## [Task 1]
Which examples of biologic medicines does the biosimilars glossary list?
## [Task 2]
Write out everything in the biosimilars glossary from "Biosimilars Glossary" down to "quality attribute (CQA)".

## [Passage]

################

Biosimilars Glossary

Biosimilars Education: Glossary

  • Biologic
    A substance derived from a living organism or its products that is used in the diagnosis, prevention or treatment of disease. Examples of biologic medicines include recombinant proteins, allergy shots, vaccines and hematopoietic growth factors.1,2
  • Biosimilar
    A biological product that is highly similar to an approved reference biological product notwithstanding minor differences in clinically inactive components, and for which there are no clinically meaningful differences between the biological product and the reference product in terms of the safety, purity and potency of the product.3
  • Critical quality attribute (CQA)

################

## [Excerpted data]
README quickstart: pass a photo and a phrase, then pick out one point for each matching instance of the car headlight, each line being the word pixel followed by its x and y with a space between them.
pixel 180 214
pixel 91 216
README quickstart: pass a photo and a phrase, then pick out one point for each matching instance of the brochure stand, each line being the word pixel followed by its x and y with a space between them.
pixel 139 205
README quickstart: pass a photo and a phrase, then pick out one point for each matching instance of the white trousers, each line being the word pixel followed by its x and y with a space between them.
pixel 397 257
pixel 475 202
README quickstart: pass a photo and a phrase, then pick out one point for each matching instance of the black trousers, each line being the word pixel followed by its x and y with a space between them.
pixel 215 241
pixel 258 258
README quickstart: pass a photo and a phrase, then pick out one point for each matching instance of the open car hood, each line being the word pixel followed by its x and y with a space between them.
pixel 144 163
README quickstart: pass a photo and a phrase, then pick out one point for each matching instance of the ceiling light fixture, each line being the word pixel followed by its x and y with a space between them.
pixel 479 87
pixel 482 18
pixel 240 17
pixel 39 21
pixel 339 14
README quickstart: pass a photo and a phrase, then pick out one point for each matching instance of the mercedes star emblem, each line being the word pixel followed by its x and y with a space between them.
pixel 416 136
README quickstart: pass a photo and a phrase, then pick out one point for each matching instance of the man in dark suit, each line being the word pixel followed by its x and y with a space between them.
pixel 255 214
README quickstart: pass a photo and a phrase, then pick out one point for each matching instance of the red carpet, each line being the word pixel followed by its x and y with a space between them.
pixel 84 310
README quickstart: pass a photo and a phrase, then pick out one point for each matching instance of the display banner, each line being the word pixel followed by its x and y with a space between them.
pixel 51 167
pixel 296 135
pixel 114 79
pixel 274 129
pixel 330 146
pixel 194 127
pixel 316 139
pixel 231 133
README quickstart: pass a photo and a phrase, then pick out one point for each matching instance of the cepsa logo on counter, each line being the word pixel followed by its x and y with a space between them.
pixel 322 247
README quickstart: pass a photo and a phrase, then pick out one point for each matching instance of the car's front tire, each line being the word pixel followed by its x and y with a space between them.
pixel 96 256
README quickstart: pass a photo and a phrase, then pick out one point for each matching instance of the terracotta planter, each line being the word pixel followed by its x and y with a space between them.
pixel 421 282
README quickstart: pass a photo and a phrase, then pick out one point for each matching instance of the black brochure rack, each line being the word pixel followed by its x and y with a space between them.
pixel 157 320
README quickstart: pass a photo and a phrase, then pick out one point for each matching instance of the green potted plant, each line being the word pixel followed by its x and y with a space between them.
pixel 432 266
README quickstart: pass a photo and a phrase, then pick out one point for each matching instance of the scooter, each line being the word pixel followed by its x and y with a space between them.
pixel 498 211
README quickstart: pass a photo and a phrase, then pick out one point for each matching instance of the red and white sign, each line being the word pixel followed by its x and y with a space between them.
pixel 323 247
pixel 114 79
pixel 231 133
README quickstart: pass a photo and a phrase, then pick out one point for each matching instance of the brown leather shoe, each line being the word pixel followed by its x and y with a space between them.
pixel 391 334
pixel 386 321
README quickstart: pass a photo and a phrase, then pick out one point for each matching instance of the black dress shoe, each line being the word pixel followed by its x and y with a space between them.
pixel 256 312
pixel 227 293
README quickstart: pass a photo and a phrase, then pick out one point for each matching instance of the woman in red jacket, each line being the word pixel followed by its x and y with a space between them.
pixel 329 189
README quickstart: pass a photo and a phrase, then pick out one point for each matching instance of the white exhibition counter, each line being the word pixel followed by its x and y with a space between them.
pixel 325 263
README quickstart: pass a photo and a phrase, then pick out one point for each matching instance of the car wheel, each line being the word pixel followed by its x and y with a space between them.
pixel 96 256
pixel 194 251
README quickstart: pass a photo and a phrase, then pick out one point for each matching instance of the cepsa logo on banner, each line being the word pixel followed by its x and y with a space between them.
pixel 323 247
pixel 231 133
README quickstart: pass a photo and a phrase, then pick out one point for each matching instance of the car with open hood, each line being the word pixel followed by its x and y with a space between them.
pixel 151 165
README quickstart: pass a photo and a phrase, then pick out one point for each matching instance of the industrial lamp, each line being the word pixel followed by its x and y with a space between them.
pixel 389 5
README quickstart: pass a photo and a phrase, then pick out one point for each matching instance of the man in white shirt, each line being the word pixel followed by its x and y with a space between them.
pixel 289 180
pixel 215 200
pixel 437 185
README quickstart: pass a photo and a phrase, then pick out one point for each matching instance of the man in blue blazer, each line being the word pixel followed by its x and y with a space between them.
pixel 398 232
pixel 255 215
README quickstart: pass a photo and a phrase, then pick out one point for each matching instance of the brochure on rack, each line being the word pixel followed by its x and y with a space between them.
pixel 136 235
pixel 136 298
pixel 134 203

################

## [Result 1]
Recombinant proteins, allergy shots, vaccines and hematopoietic growth factors.

## [Result 2]
Biosimilars Glossary

Biosimilars Education: Glossary

  • Biologic
    A substance derived from a living organism or its products that is used in the diagnosis, prevention or treatment of disease. Examples of biologic medicines include recombinant proteins, allergy shots, vaccines and hematopoietic growth factors.1,2
  • Biosimilar
    A biological product that is highly similar to an approved reference biological product notwithstanding minor differences in clinically inactive components, and for which there are no clinically meaningful differences between the biological product and the reference product in terms of the safety, purity and potency of the product.3
  • Critical quality attribute (CQA)